Di negeri ini, praktik korupsi bagaikan penyakit ganas yang menggerogoti seluruh sendi kehidupan. Korupsi telah membelit dan melilit sekujur tubuh Ibu Pertiwi. Sekalipun telah dilakukan berbagai upaya untuk menghentikan dan sekaligus mengurangi lajunya, belum terlihat tanda-tanda praktik korupsi berkurang.  Padahal, menilik perjalanan waktu, pemberantasan korupsi telah menjadi agenda prioritas selama hampir dua dekade terakhir. Tak sebatas prioritas, pemberantasan korupsi pun dilakukan secara luar biasa (extraordinary).

Fakta empirik membuktikan, sejumlah skandal korupsi yang terkuak di lingkungan pemerintah hanya memiliki daya kejut dalam waktu terbatas. Seperti terjebak dalam sebuah pola: sebuah skandal segera menguap begitu skandal baru terkuak.

Terbongkarnya skandal korupsi nyaris tak pernah menjadi momentum melakukan perubahan secara total. Biasanya, ketika pelaku yang bernasib sial dihukum, upaya untuk mengungkap jejaringnya tidak pernah dilakukan dengan serius. Padahal jamak dipahami bahwa korupsi, apalagi yang masuk kategori skandal, tidak mungkin dijalankan pelaku secara tunggal.

Berbicara soal korupsi dana bantuan bencana, sepanjang 2004 hingga 2018 setidaknya telah terjadi 11 kasus. Pertanyaannya, mengapa hingga saat ini belum pernah ada koruptor dana bencana yang divonis mati? Ada dua faktor yang menyebabkan hal tersebut terjadi. Pertama, soal penafsiran pasal. Kedua, keberanian penegak hukum.

Tugas Anda:
Jawablah pertanyaan berikut berdasarkan teks bacaan tentang korupsi.
(a) Sudah berapa lama pemberantasan korupsi menjadi agenda prioritas?
(b) Berapa kasus korupsi dana bantuan bencana yang setidaknya terjadi sepanjang 2004 hingga 2018?
(c) Apa dua faktor yang menyebabkan belum pernah ada koruptor dana bencana yang divonis mati?
Baris-baris di bawah ini merupakan bahan tersendiri yang terpisah dari teks bacaan.

Data yang Disediakan:
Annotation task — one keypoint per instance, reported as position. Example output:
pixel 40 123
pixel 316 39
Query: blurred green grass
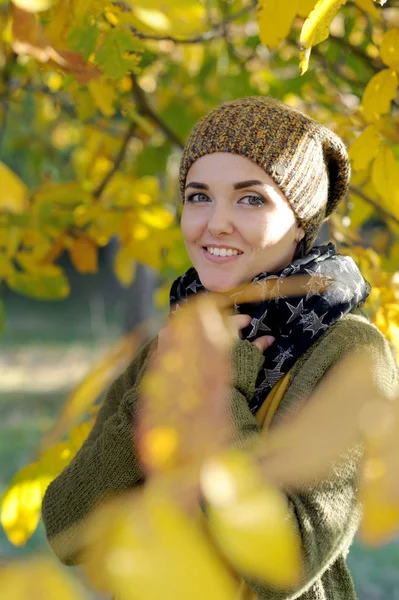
pixel 67 333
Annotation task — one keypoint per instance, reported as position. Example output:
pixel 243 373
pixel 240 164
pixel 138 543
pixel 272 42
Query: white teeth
pixel 222 251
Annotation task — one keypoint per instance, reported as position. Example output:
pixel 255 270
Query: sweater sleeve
pixel 105 463
pixel 327 514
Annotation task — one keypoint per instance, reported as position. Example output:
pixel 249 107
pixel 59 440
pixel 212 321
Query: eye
pixel 257 200
pixel 201 198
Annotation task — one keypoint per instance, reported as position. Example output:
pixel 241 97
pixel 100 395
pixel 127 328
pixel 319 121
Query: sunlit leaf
pixel 379 93
pixel 29 38
pixel 250 520
pixel 305 7
pixel 369 7
pixel 38 578
pixel 125 266
pixel 42 284
pixel 275 20
pixel 316 28
pixel 385 178
pixel 34 5
pixel 81 399
pixel 135 536
pixel 84 255
pixel 104 96
pixel 364 148
pixel 21 502
pixel 119 53
pixel 13 192
pixel 182 418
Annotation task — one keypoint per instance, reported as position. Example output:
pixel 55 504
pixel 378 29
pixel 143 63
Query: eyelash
pixel 263 201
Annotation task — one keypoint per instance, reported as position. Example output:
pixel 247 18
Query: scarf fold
pixel 295 322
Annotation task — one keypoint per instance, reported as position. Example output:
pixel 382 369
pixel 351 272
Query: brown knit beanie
pixel 306 160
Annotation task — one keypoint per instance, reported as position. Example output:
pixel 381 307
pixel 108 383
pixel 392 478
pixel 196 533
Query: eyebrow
pixel 237 186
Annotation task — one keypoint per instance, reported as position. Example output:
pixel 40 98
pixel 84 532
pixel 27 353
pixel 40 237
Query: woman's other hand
pixel 238 322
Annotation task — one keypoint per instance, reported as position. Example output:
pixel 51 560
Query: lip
pixel 219 259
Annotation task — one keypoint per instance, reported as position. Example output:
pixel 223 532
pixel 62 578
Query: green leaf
pixel 115 56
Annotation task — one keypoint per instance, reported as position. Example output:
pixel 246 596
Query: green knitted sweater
pixel 327 513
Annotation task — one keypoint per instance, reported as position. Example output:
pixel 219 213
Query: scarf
pixel 295 322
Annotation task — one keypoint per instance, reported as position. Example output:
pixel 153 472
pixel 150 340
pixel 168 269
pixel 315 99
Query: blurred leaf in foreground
pixel 38 579
pixel 142 545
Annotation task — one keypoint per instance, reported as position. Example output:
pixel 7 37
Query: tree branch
pixel 118 161
pixel 215 32
pixel 145 109
pixel 7 74
pixel 388 215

Kunci Jawaban:
(a) Hampir dua dekade terakhir.
(b) Setidaknya 11 kasus.
(c) Penafsiran pasal dan keberanian penegak hukum.